**Objective:** Locate each line in the rows below that contains the string "soil", and copy those lines out.

**Stored rows:**
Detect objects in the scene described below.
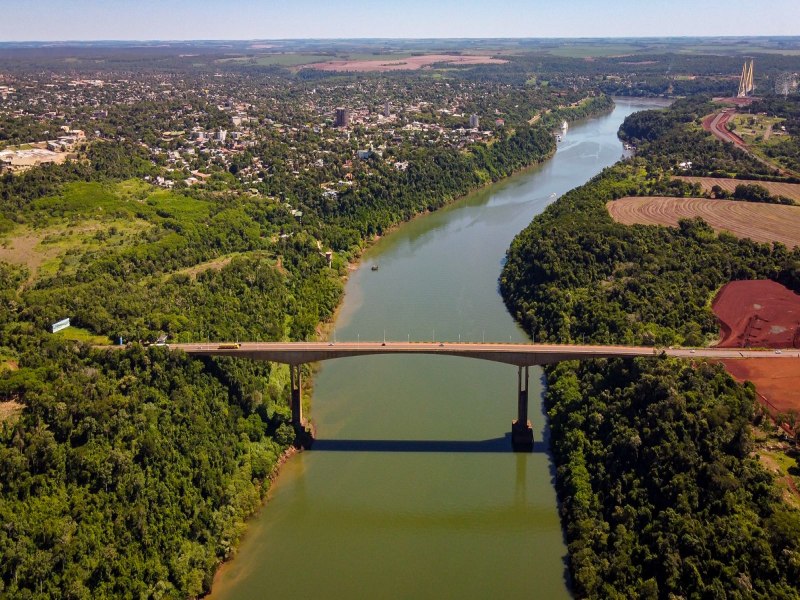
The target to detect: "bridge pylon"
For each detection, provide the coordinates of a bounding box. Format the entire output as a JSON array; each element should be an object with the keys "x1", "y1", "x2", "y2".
[
  {"x1": 511, "y1": 367, "x2": 533, "y2": 452},
  {"x1": 289, "y1": 364, "x2": 314, "y2": 448}
]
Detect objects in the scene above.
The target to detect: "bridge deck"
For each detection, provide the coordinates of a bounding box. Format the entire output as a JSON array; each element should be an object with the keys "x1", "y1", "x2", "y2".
[{"x1": 169, "y1": 342, "x2": 800, "y2": 367}]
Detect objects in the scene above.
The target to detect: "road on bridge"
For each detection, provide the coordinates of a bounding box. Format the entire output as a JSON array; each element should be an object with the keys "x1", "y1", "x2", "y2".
[{"x1": 169, "y1": 342, "x2": 800, "y2": 367}]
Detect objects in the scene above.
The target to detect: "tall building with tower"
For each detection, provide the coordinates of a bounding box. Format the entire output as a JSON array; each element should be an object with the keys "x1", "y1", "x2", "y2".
[
  {"x1": 333, "y1": 108, "x2": 350, "y2": 127},
  {"x1": 736, "y1": 58, "x2": 756, "y2": 98}
]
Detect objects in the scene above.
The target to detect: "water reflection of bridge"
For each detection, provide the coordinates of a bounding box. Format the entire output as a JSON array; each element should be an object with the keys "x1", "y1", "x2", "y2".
[{"x1": 170, "y1": 342, "x2": 800, "y2": 451}]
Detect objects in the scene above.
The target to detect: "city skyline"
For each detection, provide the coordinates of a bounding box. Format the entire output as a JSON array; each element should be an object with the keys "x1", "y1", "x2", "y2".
[{"x1": 0, "y1": 0, "x2": 800, "y2": 42}]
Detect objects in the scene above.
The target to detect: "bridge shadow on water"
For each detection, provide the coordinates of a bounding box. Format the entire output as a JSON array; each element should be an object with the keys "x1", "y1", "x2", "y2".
[{"x1": 311, "y1": 433, "x2": 547, "y2": 454}]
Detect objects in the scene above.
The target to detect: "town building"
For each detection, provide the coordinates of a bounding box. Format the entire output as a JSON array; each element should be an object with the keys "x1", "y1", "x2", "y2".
[{"x1": 333, "y1": 108, "x2": 350, "y2": 127}]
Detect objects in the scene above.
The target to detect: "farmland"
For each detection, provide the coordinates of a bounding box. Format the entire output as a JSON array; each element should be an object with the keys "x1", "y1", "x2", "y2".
[
  {"x1": 306, "y1": 54, "x2": 508, "y2": 73},
  {"x1": 606, "y1": 196, "x2": 800, "y2": 248},
  {"x1": 675, "y1": 176, "x2": 800, "y2": 203}
]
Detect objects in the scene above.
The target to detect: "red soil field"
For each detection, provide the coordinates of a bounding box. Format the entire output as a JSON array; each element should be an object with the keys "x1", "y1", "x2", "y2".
[
  {"x1": 721, "y1": 358, "x2": 800, "y2": 416},
  {"x1": 606, "y1": 196, "x2": 800, "y2": 248},
  {"x1": 307, "y1": 54, "x2": 508, "y2": 73},
  {"x1": 712, "y1": 280, "x2": 800, "y2": 348},
  {"x1": 712, "y1": 281, "x2": 800, "y2": 415},
  {"x1": 673, "y1": 175, "x2": 800, "y2": 203}
]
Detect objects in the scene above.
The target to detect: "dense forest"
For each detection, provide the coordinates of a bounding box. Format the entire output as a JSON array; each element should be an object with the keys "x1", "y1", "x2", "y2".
[
  {"x1": 501, "y1": 100, "x2": 800, "y2": 598},
  {"x1": 0, "y1": 88, "x2": 612, "y2": 598}
]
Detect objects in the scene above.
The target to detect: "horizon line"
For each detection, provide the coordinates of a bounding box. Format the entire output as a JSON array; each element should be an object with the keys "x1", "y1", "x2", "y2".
[{"x1": 0, "y1": 34, "x2": 800, "y2": 44}]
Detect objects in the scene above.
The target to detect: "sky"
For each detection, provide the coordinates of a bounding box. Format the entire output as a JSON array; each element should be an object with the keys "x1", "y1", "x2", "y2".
[{"x1": 0, "y1": 0, "x2": 800, "y2": 41}]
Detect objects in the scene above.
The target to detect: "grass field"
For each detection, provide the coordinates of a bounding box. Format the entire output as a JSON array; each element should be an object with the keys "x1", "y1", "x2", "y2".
[
  {"x1": 53, "y1": 327, "x2": 111, "y2": 346},
  {"x1": 728, "y1": 114, "x2": 784, "y2": 145},
  {"x1": 0, "y1": 180, "x2": 210, "y2": 281},
  {"x1": 32, "y1": 181, "x2": 210, "y2": 224},
  {"x1": 606, "y1": 196, "x2": 800, "y2": 248}
]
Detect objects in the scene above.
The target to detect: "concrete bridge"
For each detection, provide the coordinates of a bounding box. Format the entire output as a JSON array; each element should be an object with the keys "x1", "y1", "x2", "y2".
[{"x1": 169, "y1": 342, "x2": 800, "y2": 450}]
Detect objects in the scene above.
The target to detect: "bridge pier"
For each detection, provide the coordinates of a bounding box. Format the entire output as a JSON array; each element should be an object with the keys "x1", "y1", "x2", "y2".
[
  {"x1": 289, "y1": 365, "x2": 305, "y2": 430},
  {"x1": 511, "y1": 367, "x2": 533, "y2": 452},
  {"x1": 289, "y1": 364, "x2": 314, "y2": 448}
]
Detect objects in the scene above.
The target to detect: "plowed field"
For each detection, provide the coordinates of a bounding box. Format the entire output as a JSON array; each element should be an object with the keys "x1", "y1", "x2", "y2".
[
  {"x1": 674, "y1": 177, "x2": 800, "y2": 202},
  {"x1": 712, "y1": 281, "x2": 800, "y2": 415},
  {"x1": 722, "y1": 358, "x2": 800, "y2": 416},
  {"x1": 606, "y1": 196, "x2": 800, "y2": 248},
  {"x1": 712, "y1": 280, "x2": 800, "y2": 352}
]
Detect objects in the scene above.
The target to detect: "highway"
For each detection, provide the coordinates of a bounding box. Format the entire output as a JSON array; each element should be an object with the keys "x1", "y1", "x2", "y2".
[{"x1": 164, "y1": 341, "x2": 800, "y2": 367}]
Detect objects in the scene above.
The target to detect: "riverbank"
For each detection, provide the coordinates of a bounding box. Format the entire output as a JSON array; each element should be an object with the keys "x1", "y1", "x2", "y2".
[
  {"x1": 208, "y1": 96, "x2": 656, "y2": 599},
  {"x1": 501, "y1": 97, "x2": 800, "y2": 598}
]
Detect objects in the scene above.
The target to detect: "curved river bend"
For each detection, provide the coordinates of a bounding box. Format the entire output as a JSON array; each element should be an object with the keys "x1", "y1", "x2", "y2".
[{"x1": 212, "y1": 99, "x2": 654, "y2": 599}]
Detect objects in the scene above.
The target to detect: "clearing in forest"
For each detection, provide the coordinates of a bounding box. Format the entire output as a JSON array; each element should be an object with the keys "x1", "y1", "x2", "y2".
[
  {"x1": 673, "y1": 176, "x2": 800, "y2": 203},
  {"x1": 606, "y1": 196, "x2": 800, "y2": 248}
]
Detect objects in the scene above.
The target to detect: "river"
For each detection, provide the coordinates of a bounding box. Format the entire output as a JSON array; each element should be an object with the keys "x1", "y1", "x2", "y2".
[{"x1": 212, "y1": 99, "x2": 654, "y2": 600}]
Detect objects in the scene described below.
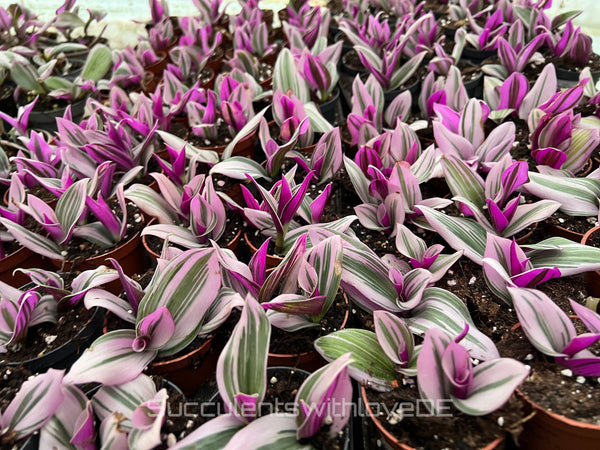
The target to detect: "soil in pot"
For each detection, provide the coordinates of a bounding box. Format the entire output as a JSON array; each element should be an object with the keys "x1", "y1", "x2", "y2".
[
  {"x1": 363, "y1": 379, "x2": 527, "y2": 450},
  {"x1": 53, "y1": 200, "x2": 148, "y2": 275},
  {"x1": 2, "y1": 303, "x2": 104, "y2": 371},
  {"x1": 269, "y1": 292, "x2": 349, "y2": 370}
]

**Answer to the problem:**
The target to detect: "red soil field"
The target to detect: "soil in pot"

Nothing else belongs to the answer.